> **DATA TO EXAMINE**:
※

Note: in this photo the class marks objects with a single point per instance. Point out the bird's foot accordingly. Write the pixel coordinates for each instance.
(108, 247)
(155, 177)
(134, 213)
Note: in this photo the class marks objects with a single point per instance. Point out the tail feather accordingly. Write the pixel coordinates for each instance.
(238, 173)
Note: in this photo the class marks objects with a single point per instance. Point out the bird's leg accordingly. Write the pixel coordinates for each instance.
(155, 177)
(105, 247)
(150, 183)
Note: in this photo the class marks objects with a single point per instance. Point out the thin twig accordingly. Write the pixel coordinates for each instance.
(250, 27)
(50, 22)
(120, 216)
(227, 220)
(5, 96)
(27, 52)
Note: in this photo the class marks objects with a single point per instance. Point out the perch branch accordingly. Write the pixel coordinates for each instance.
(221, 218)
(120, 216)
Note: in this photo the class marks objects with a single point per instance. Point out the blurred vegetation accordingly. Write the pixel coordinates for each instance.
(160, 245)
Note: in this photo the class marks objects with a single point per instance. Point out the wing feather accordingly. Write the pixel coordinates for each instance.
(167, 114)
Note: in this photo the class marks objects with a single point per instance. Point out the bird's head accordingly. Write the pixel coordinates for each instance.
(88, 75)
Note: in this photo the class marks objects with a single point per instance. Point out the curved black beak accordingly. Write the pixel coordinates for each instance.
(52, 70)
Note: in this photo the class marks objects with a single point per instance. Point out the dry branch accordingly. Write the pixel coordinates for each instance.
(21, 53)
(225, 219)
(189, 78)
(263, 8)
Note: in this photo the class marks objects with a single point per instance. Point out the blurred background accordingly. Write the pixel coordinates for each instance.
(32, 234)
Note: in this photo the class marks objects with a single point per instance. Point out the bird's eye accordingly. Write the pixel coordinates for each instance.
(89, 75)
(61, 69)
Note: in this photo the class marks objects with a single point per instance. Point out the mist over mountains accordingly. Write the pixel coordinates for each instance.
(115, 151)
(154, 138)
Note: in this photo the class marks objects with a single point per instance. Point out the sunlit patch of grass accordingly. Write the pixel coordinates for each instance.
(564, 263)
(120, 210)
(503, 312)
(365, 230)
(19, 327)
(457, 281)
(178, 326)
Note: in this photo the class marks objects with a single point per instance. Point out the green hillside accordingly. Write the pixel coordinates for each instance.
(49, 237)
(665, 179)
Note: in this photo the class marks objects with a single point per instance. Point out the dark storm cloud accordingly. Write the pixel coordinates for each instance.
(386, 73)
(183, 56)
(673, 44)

※

> **TASK ITEM**: All of the data must be set down again exactly.

> **FINAL ANSWER**:
Note: in this photo the class marks objects with a single point per instance. Point out the bird's foot accordingly. Write the pixel coordinates for each instance.
(108, 247)
(155, 177)
(134, 213)
Note: in this photo the class marks objects with a single point per instance. Point out the tail feather accordingly. Write the pixel coordinates for each instance.
(238, 173)
Note: in this photo the class marks objects with a single point per instance. Point out the bird's leg accordingly. Write the pixel coordinates for each instance.
(155, 177)
(105, 247)
(150, 183)
Note: in this photo the class marks objects with a single point per instance. Point out the thin twig accordingly. Write the pixel coordinates for each instance.
(250, 27)
(50, 22)
(120, 216)
(227, 220)
(5, 96)
(27, 52)
Note: in this photo the class marks objects with a single point per instance. Point out the perch branch accordingly. Write the pixel coordinates for each instance.
(221, 218)
(120, 216)
Note: in this photo the class marks objects with a single point per instance. Point out the blurred vegetation accordingly. Write the pixel coordinates for each instance.
(160, 245)
Note: in this photo the class marks objects with a single point per instance. Point out the wing feather accordingly. Write the pixel coordinates for each instance.
(167, 114)
Note: in this photo the class marks objects with a single point per instance. Point out the bird's head accordingly. Write the pixel coordinates for each instance.
(88, 75)
Note: in this photo the class marks objects with a single point per instance. Point out the curved black beak accordingly. Write the pixel coordinates for each instance.
(52, 70)
Note: in this photo the class marks objects with a single point per instance. Point out the dry branch accordingly. Write the pixel coordinates for each instance.
(21, 53)
(225, 219)
(189, 78)
(263, 8)
Note: in this photo the class marks objects with a single point per instance. Point out the blurred background accordingly. Write the pixel coordinates for each instance.
(32, 234)
Note: in this photo the class marks objects with a single point per instance. Point out the bird's eye accordingly. Write the pixel coordinates for each instance.
(89, 75)
(61, 69)
Note: in this photo the class marks objects with a single point per instance. Point out the mist over mountains accordingly. Write the pixel coordinates for each instance.
(115, 151)
(154, 138)
Note: in this photo the class marks objects with a single point per instance. Point out the sunlit patch of grass accordingly. Write the pixel coordinates for each instance.
(564, 263)
(120, 210)
(503, 312)
(365, 230)
(19, 327)
(457, 281)
(178, 326)
Note: in this photo the class marks objects with a single point per instance. Point out the green hillside accordingly. Write the pixel coordinates for each instance.
(49, 237)
(665, 179)
Note: in this photo the class marks objects with a single point per instance. Point out the dark storm cloud accordingly. Write the pixel coordinates for each instance.
(386, 73)
(183, 56)
(673, 44)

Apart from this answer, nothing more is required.